Text block:

Done manually, this requires researchers to painstakingly inspect and annotate multiple datasets. But when AI is applied, everything changes. Researchers need only manually annotate a single dataset with the correct segments and then present it to a deep learning model for training. The model, now clued up on the taxonomy, can then automatically differentiate between segments in subsequent samples. This performs in seconds what could take researchers hours to finish. Multiply that across a stack of images and you have a huge scaling up of any lab’s productivity.


Creating outputs


The final stage of the microscopy pipeline is to turn the findings from analysis into useful outputs. Scientific reports require a great deal of very precise information. Creating these documents by hand can be almost as arduous as setting up their inputs in the first place. This is yet another step where automation comes in handy.


A report is normally accompanied by a log of all activities performed during the microscopy process, plus information about any errors. As you’d expect, this can contain a lot of technical details. But software used at the image acquisition and analysis stages will record all these factors as they occur and auto-generate a comprehensive metadata log.

Tasks to complete:
**A.** In the microscopy passage, what does software used at the image acquisition and analysis stages auto-generate?
**B.** Summarize the microscopy passage in two sentences.
**C.** Continue the microscopy passage after its last sentence.

Data block:
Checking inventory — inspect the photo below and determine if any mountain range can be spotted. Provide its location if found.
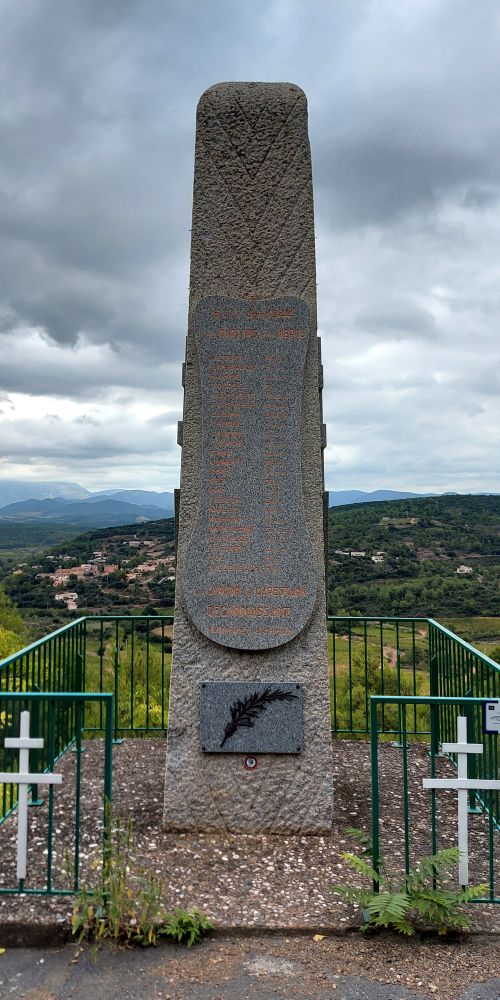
[0,479,494,528]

List of answers:
**A.** A comprehensive metadata log.

**B.** With AI, researchers need to annotate only a single dataset to train a deep learning model, which then automatically differentiates segments in later samples in seconds rather than hours. In the final stage, automation also helps turn analysis findings into reports, as acquisition and analysis software records the relevant factors as they occur and auto-generates a comprehensive metadata log.

**C.**
With high-quality images also automatically stored on disk, ready for insertion throughout the report, many ingredients of a professional research output no longer require human labour.


Prioritise for success


AI could represent a step change in microscopy’s capabilities. But not every stage in every experiment will need to be automated from end to end. Sometimes, human input and oversight are very much necessary. Digital microscopes’ endless customisability gives researchers the freedom to find the optimal structure for every project.


It’s only a matter of time before an automated microscopy workflow helps a team stumble on life sciences’ next big discovery.